» Exercise brief
Give back the line in the listing below that contains "grey wall surface." and all remaining lines, retyped exactly, through the last line.

───── Given data

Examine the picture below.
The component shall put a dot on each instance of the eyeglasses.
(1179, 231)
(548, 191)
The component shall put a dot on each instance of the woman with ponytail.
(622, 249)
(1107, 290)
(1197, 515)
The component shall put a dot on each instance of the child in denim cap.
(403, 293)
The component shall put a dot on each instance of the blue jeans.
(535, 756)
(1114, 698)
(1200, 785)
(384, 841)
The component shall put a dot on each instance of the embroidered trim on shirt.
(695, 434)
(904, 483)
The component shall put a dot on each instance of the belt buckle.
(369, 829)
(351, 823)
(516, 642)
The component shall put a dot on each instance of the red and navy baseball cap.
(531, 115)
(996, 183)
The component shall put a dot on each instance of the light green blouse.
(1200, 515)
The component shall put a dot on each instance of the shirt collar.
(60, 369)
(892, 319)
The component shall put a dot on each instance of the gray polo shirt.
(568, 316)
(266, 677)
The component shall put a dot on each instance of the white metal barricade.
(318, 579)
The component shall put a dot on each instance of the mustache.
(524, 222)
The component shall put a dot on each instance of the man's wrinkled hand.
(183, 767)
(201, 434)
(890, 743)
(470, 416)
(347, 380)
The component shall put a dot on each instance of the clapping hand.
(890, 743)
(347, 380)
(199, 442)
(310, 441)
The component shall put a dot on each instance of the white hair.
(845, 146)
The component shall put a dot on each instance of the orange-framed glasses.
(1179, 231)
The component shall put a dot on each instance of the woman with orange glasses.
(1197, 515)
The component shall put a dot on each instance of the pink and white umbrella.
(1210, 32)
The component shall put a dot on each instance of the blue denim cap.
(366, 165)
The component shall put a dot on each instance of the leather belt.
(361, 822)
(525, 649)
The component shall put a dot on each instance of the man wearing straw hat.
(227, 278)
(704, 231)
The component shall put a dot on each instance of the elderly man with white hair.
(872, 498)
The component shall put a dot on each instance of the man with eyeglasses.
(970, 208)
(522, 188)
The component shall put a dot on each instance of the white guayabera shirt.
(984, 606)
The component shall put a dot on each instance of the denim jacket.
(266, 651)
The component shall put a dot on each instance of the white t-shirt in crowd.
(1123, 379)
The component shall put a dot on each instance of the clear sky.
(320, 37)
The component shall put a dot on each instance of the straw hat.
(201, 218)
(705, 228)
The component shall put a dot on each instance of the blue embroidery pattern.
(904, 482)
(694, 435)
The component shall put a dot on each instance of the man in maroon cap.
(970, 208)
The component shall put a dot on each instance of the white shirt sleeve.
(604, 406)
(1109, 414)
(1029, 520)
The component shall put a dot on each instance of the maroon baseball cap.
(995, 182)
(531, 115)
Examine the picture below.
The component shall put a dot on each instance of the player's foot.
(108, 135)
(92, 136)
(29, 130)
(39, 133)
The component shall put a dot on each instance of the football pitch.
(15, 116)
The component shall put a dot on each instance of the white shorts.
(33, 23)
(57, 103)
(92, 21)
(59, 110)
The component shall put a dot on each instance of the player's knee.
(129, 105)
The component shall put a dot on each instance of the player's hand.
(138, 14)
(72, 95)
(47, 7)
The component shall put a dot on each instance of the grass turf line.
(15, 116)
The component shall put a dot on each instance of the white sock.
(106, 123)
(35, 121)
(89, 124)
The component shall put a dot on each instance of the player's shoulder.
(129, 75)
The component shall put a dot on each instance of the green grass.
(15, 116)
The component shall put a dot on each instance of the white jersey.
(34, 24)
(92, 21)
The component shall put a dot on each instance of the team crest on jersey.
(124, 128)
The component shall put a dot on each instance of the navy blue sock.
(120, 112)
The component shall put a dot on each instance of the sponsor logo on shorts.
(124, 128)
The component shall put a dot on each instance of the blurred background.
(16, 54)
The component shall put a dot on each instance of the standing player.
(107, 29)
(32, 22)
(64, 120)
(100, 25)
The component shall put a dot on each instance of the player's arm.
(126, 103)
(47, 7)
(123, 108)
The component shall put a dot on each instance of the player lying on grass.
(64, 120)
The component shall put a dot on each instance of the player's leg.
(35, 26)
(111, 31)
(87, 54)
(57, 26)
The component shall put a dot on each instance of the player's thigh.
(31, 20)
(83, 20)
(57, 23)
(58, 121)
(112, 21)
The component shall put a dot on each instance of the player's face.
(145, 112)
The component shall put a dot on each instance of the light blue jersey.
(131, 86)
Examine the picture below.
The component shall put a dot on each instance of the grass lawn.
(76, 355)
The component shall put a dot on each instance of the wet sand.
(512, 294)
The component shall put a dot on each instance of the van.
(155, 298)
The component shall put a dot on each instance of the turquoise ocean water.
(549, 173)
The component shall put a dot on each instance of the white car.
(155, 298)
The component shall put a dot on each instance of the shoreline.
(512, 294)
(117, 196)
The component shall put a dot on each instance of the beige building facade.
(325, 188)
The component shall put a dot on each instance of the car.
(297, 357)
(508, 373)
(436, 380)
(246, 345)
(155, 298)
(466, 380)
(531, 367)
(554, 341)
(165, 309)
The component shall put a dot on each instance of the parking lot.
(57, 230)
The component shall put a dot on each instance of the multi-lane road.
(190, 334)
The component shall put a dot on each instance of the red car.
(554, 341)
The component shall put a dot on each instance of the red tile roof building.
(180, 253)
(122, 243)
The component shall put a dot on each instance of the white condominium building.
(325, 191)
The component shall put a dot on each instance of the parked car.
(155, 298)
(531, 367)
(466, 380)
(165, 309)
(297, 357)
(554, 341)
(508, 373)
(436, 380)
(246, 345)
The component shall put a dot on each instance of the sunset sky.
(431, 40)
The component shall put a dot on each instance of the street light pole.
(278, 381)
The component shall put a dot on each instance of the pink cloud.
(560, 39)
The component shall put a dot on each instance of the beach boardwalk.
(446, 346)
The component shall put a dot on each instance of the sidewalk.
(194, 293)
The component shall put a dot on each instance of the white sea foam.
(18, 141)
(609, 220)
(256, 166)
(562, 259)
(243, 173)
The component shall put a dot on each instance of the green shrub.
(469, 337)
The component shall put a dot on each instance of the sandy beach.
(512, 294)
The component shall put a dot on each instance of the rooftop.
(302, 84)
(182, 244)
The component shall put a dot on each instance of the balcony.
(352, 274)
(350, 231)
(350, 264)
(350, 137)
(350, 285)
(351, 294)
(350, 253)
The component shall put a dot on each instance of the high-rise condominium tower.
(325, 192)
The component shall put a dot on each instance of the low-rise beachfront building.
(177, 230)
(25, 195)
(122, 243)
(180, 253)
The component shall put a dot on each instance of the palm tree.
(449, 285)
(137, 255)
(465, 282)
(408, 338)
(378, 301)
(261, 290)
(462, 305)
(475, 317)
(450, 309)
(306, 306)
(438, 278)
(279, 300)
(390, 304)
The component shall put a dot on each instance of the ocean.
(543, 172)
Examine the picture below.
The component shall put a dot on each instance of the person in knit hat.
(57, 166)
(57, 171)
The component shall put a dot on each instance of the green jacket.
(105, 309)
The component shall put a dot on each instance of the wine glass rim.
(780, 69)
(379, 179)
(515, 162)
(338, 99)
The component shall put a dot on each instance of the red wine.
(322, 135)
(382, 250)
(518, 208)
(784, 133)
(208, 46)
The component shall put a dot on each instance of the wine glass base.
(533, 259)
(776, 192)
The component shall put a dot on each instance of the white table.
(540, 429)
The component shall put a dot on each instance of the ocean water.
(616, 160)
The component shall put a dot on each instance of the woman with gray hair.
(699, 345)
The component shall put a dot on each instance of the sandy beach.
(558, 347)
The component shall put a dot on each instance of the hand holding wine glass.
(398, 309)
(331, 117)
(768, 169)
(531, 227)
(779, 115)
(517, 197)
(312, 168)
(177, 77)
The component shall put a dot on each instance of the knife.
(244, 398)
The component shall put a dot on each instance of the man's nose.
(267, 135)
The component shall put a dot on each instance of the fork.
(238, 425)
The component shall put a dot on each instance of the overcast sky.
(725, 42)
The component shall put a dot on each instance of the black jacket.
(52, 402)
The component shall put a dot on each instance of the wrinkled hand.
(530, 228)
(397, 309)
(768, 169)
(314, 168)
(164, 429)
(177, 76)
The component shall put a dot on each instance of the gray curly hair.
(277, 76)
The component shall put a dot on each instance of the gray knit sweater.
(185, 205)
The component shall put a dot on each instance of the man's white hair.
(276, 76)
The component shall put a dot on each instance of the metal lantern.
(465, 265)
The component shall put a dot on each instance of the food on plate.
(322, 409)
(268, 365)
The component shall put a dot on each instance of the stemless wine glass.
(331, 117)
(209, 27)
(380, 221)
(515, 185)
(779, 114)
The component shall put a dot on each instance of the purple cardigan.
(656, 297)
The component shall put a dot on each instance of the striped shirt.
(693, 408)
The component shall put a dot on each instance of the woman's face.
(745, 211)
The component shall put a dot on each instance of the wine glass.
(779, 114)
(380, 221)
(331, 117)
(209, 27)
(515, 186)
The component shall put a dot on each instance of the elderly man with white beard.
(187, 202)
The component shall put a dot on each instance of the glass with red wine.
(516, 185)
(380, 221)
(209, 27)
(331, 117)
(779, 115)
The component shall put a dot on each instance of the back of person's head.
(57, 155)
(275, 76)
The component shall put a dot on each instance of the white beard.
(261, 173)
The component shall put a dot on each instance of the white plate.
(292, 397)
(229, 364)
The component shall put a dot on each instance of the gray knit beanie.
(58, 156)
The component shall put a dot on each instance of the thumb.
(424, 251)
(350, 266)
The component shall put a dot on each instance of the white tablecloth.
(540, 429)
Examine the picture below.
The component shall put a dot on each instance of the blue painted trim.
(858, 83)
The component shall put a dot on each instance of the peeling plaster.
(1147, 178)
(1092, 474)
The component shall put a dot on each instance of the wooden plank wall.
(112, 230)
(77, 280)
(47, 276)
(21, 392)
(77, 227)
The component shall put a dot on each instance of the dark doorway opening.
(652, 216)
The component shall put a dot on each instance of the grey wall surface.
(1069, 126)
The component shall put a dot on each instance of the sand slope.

──────────

» Answer to the exercise
The component shall put a dot on each instance of the grey wall surface.
(1069, 126)
The component shall put a dot on each instance of the sand slope.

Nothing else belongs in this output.